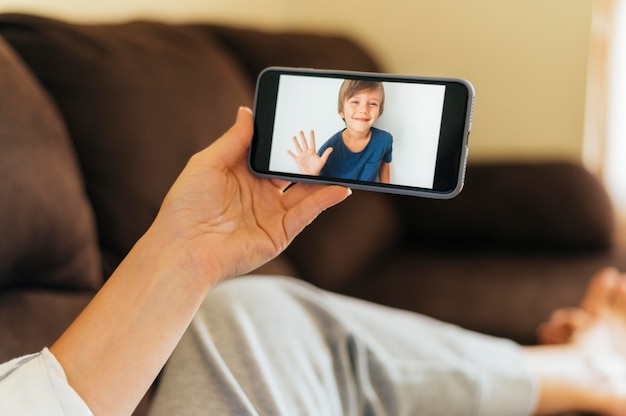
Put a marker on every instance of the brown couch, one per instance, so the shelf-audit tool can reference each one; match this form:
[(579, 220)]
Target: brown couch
[(96, 121)]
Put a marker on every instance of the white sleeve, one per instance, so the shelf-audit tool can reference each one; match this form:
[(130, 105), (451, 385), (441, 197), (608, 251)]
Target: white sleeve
[(35, 385)]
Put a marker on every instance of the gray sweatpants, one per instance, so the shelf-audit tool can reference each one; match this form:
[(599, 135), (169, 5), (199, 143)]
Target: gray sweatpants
[(278, 346)]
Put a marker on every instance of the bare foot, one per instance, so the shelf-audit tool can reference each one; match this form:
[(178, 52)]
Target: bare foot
[(566, 322), (586, 371)]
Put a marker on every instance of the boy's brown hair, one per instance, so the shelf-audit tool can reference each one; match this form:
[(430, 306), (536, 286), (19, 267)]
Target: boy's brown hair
[(351, 86)]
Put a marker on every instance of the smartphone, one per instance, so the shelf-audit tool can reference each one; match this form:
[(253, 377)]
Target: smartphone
[(379, 132)]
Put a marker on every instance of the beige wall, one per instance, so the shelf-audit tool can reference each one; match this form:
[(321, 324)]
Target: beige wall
[(527, 59)]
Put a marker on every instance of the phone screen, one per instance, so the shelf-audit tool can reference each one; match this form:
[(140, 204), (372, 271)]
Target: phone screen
[(370, 131)]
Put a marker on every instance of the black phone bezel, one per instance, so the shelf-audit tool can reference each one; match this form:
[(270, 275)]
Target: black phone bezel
[(453, 138)]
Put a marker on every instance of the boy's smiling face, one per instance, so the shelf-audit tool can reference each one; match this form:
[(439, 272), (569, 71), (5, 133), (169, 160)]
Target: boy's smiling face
[(361, 111)]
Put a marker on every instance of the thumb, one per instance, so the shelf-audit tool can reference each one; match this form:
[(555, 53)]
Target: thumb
[(326, 154), (236, 141)]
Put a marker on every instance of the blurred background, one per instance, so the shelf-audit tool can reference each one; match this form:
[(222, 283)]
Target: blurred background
[(547, 73)]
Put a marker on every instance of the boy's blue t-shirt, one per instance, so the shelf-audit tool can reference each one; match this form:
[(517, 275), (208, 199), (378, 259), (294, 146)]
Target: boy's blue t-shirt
[(364, 165)]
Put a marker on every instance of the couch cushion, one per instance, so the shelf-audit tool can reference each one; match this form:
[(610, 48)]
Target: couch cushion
[(138, 98), (543, 204), (257, 50), (47, 236)]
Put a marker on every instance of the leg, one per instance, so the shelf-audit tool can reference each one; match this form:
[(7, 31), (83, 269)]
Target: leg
[(282, 347), (588, 370)]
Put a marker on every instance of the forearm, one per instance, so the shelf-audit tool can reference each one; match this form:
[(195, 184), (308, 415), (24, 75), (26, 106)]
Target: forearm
[(117, 346)]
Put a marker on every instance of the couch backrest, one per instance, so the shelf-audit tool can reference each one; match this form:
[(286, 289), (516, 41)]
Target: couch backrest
[(139, 98), (47, 233)]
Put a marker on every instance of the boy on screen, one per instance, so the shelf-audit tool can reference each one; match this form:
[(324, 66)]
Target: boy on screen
[(360, 151)]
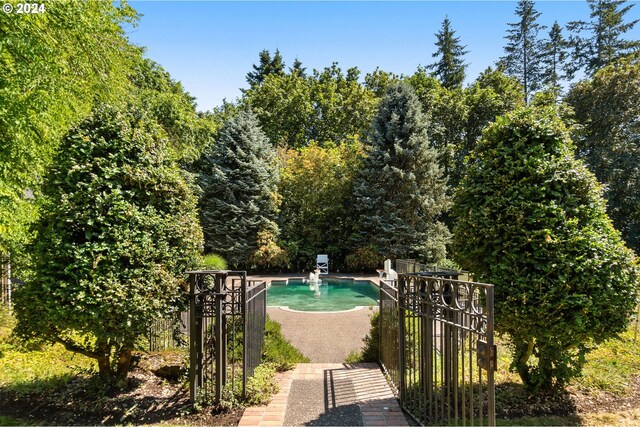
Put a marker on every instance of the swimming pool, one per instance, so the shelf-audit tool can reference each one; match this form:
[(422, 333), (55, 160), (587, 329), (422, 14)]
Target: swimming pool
[(333, 295)]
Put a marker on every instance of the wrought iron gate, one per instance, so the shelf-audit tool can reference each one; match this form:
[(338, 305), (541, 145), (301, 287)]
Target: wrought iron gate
[(437, 348), (227, 320)]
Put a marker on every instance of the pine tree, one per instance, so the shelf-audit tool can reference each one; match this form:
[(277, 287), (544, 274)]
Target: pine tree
[(266, 66), (298, 69), (238, 183), (604, 44), (522, 59), (554, 58), (450, 68), (400, 191), (531, 220), (118, 228)]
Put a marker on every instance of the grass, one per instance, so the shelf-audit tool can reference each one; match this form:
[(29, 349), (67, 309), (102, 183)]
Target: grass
[(33, 370), (278, 350), (8, 421)]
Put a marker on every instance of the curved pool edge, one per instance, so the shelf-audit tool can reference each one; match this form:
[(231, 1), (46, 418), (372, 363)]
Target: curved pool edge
[(290, 310)]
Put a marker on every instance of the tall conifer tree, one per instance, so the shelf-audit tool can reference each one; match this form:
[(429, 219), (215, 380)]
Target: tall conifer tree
[(266, 66), (554, 58), (450, 68), (522, 59), (604, 43), (238, 183), (401, 191)]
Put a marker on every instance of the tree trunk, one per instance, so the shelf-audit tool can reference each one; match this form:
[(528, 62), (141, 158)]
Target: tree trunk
[(104, 362), (123, 365)]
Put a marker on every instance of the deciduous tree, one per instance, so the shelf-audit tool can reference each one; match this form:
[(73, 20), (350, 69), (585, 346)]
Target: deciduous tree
[(450, 68), (401, 192), (238, 204), (607, 110), (522, 59), (532, 221), (117, 230), (599, 42)]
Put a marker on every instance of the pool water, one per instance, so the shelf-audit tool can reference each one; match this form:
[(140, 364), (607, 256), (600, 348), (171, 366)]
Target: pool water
[(335, 295)]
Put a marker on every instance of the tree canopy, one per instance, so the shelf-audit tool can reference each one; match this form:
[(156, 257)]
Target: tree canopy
[(238, 204), (118, 228), (532, 221), (450, 68)]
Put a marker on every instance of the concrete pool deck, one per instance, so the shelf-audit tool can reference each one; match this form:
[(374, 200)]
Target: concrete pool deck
[(324, 337)]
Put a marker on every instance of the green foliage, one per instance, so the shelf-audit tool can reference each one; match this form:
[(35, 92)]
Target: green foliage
[(364, 258), (282, 104), (327, 107), (278, 351), (214, 262), (118, 228), (239, 176), (531, 220), (523, 50), (611, 366), (400, 191), (608, 139), (598, 42), (53, 67), (316, 189), (261, 386), (450, 68)]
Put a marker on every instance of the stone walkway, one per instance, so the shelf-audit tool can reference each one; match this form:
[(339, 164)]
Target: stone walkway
[(330, 394)]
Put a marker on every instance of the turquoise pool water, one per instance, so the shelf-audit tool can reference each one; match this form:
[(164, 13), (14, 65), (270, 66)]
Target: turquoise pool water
[(335, 295)]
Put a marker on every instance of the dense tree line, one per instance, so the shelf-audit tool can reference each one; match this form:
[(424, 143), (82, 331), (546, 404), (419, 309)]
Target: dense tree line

-=-=-

• **TO BE DONE**
Copy the records in the stretch from the line containing "Put a marker on every instance of the boy's smiling" through the line containing "[(437, 348), (227, 320)]", requests included, and multiply every answer's point coordinates by 2.55, rounding to whole numbers with halves rounded up. Leave the numbers in the requests and their sample forms unchanged, and omit the pictures.

• **EXERCISE RESULT**
Put a marker on every instance of the boy's smiling face, one per instance, so the shelf-audit tool can reference each one; match this form:
[(439, 272), (569, 71), (5, 133), (169, 160)]
Target: boy's smiling face
[(921, 283)]
Put a marker on every instance of the thumb, one per instance, so the shelf-audit tool can reference each one; match this form:
[(555, 53)]
Target: thumb
[(831, 393), (602, 360)]
Put a marker on every instance of the blurred background, one per instance, so the shelf-audit tool can reference each one; match this form:
[(222, 283)]
Target: blurred background
[(1395, 186)]
Put a marker on every instance of the boy's blue t-shirt, one per instance, so the shelf-audit tool can reference each one; match this form:
[(517, 275), (208, 199), (378, 259), (294, 146)]
Target: boy's blue t-shirt
[(928, 421)]
Put a marker on every instance of the couch cushion, one per instance, so the shelf-audit tool can reference each one; match this form:
[(610, 48)]
Target: couch cushion
[(352, 250), (1385, 520), (655, 128), (120, 602)]
Put a marker on every instance of the leg, one per instance, so the shelf-audit tool can reference each one; match this form:
[(7, 31), (83, 269)]
Target: leg
[(719, 885), (1499, 944)]
Put a marker on every instance of the forearm, one per instance, so the shelf-audit tool can reference each one; match this form:
[(195, 184), (308, 415), (24, 75), (26, 106)]
Target: forearm
[(298, 882)]
Put a marker on every instance of the couch backrest, one per instance, so the shelf-audit tool can reference each one; match this form:
[(286, 289), (516, 41)]
Target: couch backrest
[(354, 250), (120, 594)]
Put a marker on every instance of the boy on screen, one per instance, so the shelf-audit tool can reference each one; match this form:
[(324, 66)]
Target: boy on screen
[(918, 385)]
Put a marker on every instance of the swimming pool, one per instance, so the shelf-audit tool can reference each one; match this form:
[(422, 333), (55, 160), (587, 329), (422, 14)]
Target: swimming pool
[(849, 752)]
Put a marker on every instance of the wrought iron gate, one per instance, so the shelf-audit tool can reference each one; match this form:
[(338, 305), (541, 145), (301, 287)]
Target: wrought iron gate
[(1114, 887), (579, 816)]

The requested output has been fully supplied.